Selected passage:
-----

Audio Transcribe
Transcribe audio using OpenAI, with optional speaker diarization when requested. Prefer the bundled CLI for deterministic, repeatable runs.
Workflow
-
Collect inputs: audio file path(s), desired response format (text/json/diarized_json), optional language hint, and any known speaker references.
-
Verify OPENAI_API_KEY is set. If missing, ask the user to set it locally (do not ask them to paste the key).
-
Run the bundled transcribe_diarize.py CLI with sensible defaults (fast text transcription).
-
Validate the output: transcription quality, speaker labels, and segment boundaries; iterate with a single targeted change if needed.
-
Save outputs under output/transcribe/ when working in this repo.
Decision rules
-
Default to gpt-4o-mini-transcribe with --response-format text for fast transcription.
-
If the user wants speaker labels or diarization, use --model gpt-4o-transcribe-diarize --response-format diarized_json .
-
If audio is longer than ~30 seconds, keep --chunking-strategy auto .
-
Prompting is not supported for gpt-4o-transcribe-diarize .
Output conventions
-
Use output/transcribe/<job-id>/ for evaluation runs.
-
Use --out-dir for multiple files to avoid overwriting.
Dependencies (install if missing)
Prefer uv for dependency management.
uv pip install openai
If uv is unavailable:
python3 -m pip install openai
Environment
-
OPENAI_API_KEY must be set for live API calls.
-
If the key is missing, instruct the user to create one in the OpenAI platform UI and export it in their shell.
-
Never ask the user to paste the full key in chat.
Skill path (set once)
export CODEX_HOME="${CODEX_HOME:-$HOME/.codex}" export TRANSCRIBE_CLI="$CODEX_HOME/skills/transcribe/scripts/transcribe_diarize.py"
User-scoped skills install under $CODEX_HOME/skills (default: ~/.codex/skills ).
CLI quick start
Single file (fast text default):
python3 "$TRANSCRIBE_CLI"
path/to/audio.wav
--out transcript.txt
Diarization with known speakers (up to 4):
python3 "$TRANSCRIBE_CLI"
meeting.m4a
--model gpt-4o-transcribe-diarize
--known-speaker "Alice=refs/alice.wav"
--known-speaker "Bob=refs/bob.wav"
--response-format diarized_json
--out-dir output/transcribe/meeting
Plain text output (explicit):
python3 "$TRANSCRIBE_CLI"
interview.mp3
--response-format text
--out interview.txt
Reference map
- references/api.md : supported formats, limits, response formats, and known-speaker notes.

-----

Provided data:
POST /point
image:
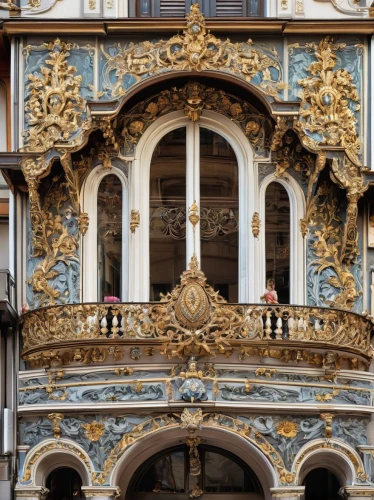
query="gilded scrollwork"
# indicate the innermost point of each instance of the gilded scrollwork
(193, 98)
(196, 49)
(194, 320)
(54, 105)
(327, 98)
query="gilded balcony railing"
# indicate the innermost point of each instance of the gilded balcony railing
(194, 319)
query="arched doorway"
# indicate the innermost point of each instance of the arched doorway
(321, 484)
(168, 472)
(64, 483)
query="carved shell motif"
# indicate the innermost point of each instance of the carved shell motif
(193, 307)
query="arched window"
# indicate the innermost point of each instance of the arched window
(321, 484)
(64, 484)
(277, 240)
(207, 175)
(169, 472)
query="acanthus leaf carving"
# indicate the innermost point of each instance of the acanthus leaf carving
(327, 116)
(54, 106)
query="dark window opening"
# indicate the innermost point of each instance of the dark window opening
(321, 484)
(64, 484)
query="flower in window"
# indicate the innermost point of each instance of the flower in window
(287, 429)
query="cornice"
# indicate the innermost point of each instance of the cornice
(52, 27)
(236, 25)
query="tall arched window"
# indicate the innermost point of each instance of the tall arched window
(64, 483)
(194, 163)
(277, 240)
(105, 245)
(321, 484)
(169, 472)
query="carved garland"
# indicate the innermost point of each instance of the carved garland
(193, 98)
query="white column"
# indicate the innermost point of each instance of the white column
(358, 492)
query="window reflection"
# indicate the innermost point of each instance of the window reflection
(277, 241)
(109, 239)
(219, 213)
(165, 475)
(167, 246)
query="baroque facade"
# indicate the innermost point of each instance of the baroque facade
(191, 234)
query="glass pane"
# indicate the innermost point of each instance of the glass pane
(167, 210)
(222, 475)
(109, 239)
(277, 240)
(165, 475)
(219, 213)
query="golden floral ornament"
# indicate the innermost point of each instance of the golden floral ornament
(256, 126)
(54, 106)
(194, 50)
(327, 98)
(287, 429)
(94, 430)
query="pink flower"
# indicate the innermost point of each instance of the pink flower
(111, 299)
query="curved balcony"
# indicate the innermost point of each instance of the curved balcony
(195, 320)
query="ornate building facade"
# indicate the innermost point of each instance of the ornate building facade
(191, 234)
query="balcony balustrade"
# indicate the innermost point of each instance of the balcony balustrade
(227, 326)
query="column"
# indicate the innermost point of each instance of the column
(287, 493)
(31, 493)
(358, 492)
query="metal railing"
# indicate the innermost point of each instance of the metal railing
(226, 325)
(7, 287)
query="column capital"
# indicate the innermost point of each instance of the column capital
(31, 493)
(287, 492)
(101, 492)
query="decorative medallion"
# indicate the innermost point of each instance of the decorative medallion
(192, 308)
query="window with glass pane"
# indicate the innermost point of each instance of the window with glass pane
(167, 475)
(109, 238)
(219, 213)
(167, 212)
(169, 472)
(277, 240)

-----

Task set:
• a. List every distinct command-line option, written with two leading hyphens, that appears in the audio transcription page.
• b. Reproduce the part of the audio transcription page from "meeting.m4a" to "and known-speaker notes.", with no changes.

Expected responses:
• a.
--response-format
--model
--chunking-strategy
--out-dir
--out
--known-speaker

• b.
meeting.m4a
--model gpt-4o-transcribe-diarize
--known-speaker "Alice=refs/alice.wav"
--known-speaker "Bob=refs/bob.wav"
--response-format diarized_json
--out-dir output/transcribe/meeting
Plain text output (explicit):
python3 "$TRANSCRIBE_CLI"
interview.mp3
--response-format text
--out interview.txt
Reference map
- references/api.md : supported formats, limits, response formats, and known-speaker notes.